▶ [DOCUMENT SECTION]
I have never really understood how poverty can have tiers but I am beginning to think that it does. From the dirt roads I have driven down in South Africa, Rwanda and Ethiopia it looks similar; smaller children with no clothes, most people with no shoes. You can hear the laughter of children playing with tires or other scraps that will entertain them for hours. The children line the streets as you drive by and yell two words in english, “Hello” and “Money”. These very different dirt roads look very similar in my limited experience. In the city, away from the dirt roads, the poverty still exists though. It shows up as beggars on the street corners and people selling items of no value in the market. People are considered to have money and not be completely impoverished if they drive a “bajaj” or sell bottled water or soda for a living. And what about the children here on the compound where I am staying? The world would label them as orphans however they are not worried about where their next meal is coming from and experience laughter throughout the day.

▶ [MATERIAL SUPPLIED]
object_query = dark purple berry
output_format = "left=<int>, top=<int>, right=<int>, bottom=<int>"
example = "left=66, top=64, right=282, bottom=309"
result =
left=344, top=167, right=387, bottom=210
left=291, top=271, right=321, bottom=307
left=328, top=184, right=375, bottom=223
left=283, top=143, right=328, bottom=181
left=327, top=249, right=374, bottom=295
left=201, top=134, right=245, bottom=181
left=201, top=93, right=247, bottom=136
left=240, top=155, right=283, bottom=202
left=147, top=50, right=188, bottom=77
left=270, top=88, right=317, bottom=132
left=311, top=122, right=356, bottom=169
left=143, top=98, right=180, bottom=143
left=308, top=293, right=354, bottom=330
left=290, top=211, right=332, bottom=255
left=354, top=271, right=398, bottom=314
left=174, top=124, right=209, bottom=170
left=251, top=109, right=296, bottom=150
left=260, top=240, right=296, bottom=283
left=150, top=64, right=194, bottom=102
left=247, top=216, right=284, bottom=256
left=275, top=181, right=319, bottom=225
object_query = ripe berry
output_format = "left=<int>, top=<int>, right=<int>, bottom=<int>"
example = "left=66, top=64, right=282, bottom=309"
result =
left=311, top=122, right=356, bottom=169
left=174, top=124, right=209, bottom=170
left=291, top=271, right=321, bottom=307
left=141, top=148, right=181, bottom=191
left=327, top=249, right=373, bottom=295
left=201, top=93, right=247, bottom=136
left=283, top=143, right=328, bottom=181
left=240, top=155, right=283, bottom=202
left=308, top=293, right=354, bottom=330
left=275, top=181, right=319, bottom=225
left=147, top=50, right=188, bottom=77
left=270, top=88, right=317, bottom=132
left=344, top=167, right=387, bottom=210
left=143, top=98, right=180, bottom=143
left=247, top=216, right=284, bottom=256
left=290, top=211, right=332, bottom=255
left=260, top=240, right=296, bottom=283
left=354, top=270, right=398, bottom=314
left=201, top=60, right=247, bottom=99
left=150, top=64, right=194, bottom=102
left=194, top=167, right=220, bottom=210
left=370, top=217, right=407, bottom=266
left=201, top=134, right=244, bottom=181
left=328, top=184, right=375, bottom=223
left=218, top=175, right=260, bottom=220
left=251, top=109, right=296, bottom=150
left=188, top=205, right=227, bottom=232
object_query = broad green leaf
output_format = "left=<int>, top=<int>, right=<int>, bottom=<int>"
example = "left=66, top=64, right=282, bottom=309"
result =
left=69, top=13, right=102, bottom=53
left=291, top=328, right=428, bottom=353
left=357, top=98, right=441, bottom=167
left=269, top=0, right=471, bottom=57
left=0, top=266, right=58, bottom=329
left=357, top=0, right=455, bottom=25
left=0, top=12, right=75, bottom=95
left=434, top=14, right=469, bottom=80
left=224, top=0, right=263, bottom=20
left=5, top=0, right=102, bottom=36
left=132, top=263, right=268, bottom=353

▶ [YOUR ASSIGNMENT] Copy the passage on poverty in its entirety, word for word. The data above was drawn from a separate source and is unrelated to the text.

▶ [RESULT]
I have never really understood how poverty can have tiers but I am beginning to think that it does. From the dirt roads I have driven down in South Africa, Rwanda and Ethiopia it looks similar; smaller children with no clothes, most people with no shoes. You can hear the laughter of children playing with tires or other scraps that will entertain them for hours. The children line the streets as you drive by and yell two words in english, “Hello” and “Money”. These very different dirt roads look very similar in my limited experience. In the city, away from the dirt roads, the poverty still exists though. It shows up as beggars on the street corners and people selling items of no value in the market. People are considered to have money and not be completely impoverished if they drive a “bajaj” or sell bottled water or soda for a living. And what about the children here on the compound where I am staying? The world would label them as orphans however they are not worried about where their next meal is coming from and experience laughter throughout the day.